[Recorded data]
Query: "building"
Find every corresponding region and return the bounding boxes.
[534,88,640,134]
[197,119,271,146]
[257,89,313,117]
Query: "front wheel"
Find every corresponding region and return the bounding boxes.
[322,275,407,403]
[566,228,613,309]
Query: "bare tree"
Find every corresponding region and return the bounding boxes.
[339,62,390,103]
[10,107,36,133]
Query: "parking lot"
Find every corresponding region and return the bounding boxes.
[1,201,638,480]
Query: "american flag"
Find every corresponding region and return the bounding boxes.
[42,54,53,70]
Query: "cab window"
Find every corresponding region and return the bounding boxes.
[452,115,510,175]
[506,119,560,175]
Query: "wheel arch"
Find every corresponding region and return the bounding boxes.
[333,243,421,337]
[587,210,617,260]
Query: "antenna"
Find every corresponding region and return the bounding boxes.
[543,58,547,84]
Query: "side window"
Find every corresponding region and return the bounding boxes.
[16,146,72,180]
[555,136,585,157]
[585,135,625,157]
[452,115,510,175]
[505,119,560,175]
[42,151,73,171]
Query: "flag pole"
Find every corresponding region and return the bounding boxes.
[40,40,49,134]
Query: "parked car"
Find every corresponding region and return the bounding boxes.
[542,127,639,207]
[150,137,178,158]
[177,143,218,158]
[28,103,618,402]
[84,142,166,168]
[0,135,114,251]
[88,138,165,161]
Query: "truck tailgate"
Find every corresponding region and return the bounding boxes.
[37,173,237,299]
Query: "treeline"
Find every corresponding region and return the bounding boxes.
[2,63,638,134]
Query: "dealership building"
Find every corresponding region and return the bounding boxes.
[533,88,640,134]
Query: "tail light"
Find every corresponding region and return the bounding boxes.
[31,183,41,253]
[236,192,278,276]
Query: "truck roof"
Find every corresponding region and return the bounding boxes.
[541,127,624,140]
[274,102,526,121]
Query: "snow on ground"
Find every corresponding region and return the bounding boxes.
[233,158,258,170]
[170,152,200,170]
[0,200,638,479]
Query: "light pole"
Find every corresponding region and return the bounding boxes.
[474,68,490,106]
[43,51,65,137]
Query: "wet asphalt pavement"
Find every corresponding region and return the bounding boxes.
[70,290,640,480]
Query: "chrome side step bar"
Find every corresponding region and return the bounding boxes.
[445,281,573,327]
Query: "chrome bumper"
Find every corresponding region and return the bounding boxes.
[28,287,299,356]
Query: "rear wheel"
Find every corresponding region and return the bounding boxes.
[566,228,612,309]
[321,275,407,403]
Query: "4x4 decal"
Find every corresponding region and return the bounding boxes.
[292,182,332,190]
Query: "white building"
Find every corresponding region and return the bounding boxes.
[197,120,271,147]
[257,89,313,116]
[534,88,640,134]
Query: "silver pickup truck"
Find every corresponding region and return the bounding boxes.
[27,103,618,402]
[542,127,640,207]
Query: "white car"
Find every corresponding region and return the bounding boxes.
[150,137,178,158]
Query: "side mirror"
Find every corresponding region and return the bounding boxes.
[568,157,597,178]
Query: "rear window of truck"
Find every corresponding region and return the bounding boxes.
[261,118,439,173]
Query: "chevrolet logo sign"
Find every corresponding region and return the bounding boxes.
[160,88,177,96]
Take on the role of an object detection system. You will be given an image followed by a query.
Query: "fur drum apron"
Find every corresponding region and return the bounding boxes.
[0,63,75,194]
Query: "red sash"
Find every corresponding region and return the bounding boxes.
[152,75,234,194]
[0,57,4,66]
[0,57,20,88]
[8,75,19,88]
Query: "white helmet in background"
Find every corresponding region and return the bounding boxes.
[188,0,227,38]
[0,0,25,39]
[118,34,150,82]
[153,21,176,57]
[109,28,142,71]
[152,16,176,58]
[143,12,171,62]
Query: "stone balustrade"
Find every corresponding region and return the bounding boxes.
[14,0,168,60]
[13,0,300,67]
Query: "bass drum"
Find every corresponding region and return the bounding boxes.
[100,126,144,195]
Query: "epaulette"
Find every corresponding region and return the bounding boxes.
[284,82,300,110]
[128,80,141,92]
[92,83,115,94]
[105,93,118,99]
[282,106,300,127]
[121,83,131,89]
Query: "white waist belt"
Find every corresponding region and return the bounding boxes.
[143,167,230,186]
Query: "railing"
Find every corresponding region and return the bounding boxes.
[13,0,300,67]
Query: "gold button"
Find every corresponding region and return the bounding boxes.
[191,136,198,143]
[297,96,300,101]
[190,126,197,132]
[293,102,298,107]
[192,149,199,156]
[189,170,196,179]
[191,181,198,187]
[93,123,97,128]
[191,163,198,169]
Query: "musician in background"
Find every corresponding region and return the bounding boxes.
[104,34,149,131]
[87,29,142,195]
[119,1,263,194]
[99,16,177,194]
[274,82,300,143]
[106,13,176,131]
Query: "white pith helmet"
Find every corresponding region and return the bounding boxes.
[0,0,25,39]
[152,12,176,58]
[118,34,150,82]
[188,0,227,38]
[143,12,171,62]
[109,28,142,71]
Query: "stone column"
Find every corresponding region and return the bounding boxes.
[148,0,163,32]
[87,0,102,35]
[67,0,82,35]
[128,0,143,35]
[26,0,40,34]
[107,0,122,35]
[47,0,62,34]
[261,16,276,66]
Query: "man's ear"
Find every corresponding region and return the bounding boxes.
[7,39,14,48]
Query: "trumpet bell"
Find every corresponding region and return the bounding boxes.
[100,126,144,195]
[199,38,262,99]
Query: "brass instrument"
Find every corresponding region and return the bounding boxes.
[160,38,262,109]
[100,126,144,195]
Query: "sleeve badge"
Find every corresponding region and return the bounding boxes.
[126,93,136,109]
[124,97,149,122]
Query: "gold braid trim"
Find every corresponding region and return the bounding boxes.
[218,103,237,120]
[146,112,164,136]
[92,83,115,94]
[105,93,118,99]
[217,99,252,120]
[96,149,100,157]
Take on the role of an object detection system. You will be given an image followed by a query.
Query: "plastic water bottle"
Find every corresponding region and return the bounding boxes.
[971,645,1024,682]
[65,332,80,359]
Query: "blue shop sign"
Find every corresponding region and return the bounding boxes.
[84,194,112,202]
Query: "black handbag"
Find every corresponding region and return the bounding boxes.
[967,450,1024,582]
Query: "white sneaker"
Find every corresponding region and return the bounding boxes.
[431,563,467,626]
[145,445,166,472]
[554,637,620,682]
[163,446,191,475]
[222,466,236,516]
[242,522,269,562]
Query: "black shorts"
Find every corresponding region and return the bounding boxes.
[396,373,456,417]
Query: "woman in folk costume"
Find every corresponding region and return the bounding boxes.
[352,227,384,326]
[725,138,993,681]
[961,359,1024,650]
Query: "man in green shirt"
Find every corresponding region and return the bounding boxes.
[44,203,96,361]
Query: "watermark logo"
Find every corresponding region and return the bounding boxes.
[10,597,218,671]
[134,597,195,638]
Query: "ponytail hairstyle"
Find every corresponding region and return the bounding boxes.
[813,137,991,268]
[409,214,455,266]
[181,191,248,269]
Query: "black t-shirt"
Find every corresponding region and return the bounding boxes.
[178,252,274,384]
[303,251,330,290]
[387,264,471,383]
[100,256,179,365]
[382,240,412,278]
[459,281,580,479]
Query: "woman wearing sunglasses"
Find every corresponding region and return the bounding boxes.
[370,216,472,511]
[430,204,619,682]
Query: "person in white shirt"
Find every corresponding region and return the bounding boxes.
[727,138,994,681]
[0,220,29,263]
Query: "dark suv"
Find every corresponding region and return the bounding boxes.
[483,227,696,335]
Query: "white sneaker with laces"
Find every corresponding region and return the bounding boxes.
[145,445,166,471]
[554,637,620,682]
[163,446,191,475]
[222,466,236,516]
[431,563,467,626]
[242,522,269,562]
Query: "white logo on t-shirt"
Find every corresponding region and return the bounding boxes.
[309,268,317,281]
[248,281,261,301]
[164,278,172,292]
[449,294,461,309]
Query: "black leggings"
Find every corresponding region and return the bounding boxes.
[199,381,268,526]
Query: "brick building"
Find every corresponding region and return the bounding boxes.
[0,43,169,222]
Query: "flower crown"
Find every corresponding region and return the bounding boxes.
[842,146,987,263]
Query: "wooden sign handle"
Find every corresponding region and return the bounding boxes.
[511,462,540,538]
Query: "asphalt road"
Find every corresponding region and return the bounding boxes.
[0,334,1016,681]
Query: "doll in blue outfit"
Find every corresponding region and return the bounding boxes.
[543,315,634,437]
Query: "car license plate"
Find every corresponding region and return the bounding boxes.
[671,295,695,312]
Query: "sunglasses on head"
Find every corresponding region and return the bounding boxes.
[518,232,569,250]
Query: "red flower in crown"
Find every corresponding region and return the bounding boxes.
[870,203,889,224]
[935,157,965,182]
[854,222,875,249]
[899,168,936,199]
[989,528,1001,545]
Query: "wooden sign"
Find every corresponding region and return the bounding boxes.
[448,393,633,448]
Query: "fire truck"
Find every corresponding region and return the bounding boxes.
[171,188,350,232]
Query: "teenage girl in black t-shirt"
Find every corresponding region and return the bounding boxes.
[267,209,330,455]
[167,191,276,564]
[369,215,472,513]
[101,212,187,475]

» EXERCISE OBJECTIVE
If a line in the data above holds the string "sign", report that line.

» OUTPUT BELOW
Query: "chevrolet logo sign"
Query: "blue shop sign"
Query: "wooden sign handle"
Query: "wooden sign"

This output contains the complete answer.